## Supplied records
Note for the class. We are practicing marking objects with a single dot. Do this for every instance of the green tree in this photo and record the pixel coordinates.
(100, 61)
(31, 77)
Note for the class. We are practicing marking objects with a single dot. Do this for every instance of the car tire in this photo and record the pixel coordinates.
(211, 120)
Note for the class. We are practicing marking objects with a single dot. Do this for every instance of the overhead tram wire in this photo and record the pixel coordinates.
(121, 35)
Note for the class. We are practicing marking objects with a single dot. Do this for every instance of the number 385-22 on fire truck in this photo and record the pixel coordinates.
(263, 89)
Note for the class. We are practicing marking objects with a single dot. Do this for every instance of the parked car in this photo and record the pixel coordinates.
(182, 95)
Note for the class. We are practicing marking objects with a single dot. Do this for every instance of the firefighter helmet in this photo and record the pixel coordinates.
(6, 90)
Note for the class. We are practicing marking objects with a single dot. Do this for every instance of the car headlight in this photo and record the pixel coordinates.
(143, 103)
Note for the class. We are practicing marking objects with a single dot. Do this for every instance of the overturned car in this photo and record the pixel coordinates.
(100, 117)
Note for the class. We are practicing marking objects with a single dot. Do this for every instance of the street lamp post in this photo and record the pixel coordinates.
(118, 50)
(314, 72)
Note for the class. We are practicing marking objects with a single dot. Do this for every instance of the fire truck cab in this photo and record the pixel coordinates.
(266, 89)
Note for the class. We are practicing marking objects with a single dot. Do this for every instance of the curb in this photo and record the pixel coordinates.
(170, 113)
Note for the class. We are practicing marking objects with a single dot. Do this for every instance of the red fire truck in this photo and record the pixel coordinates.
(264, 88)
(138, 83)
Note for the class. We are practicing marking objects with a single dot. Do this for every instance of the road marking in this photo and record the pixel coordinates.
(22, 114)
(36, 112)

## Task description
Print every record exactly as it was given.

## Result for this task
Note for the class. We are practicing marking objects with a single dot. Do this for every instance of the green tree in this photo and record the pixel coordinates.
(100, 61)
(31, 77)
Note for the class. We are practicing marking objects with a single dot. Do this for every instance of the car tire in this photo and record the pixel coordinates.
(211, 120)
Note for the class. We are practicing marking objects with a single dot. Do this for every instance of the overhead tram wire in this photo and record the pixel coordinates.
(121, 35)
Note for the class. We are practicing marking objects with a single dot. Do this for every instance of the number 385-22 on fire truck in this photo and record the pixel coordinates.
(263, 89)
Note for the class. We are practicing marking objects with a single dot. Do this for every instance of the parked car in this photo and record the pixel coordinates.
(182, 95)
Note for the class. We are practicing marking objects with a single dot. Do this for every instance of the firefighter helmet in this photo and record the pixel coordinates.
(6, 90)
Note for the class. We are practicing marking objects with a single dot. Do this for every instance of the car headlight in this photo and record the pixel coordinates.
(143, 103)
Note for the class. We are practicing marking objects with a single dot. Do this for every instance of the overturned car in this photo and record the pixel coordinates.
(100, 117)
Note for the class. We are practicing marking objects with a single dot. Do this for every instance of the street lamp post in this photo and record the pixel coordinates.
(118, 50)
(314, 72)
Note for the class. We are practicing marking objects with a single dot. Do this for every instance of the fire truck cab in this photo and record the pixel coordinates.
(266, 89)
Note for the class. We are practicing marking objects with a single dot. Do this for every instance of the curb in this photo and record the pixel coordinates.
(170, 113)
Note for the class. We are practicing marking objects with a single dot. Do this for every instance of the red fire truck in this photo and record the pixel coordinates.
(264, 88)
(138, 83)
Note for the class. We are practicing marking objects with a single dot. Do this for every instance of the road marking in this photo and record the pixel coordinates.
(22, 114)
(36, 112)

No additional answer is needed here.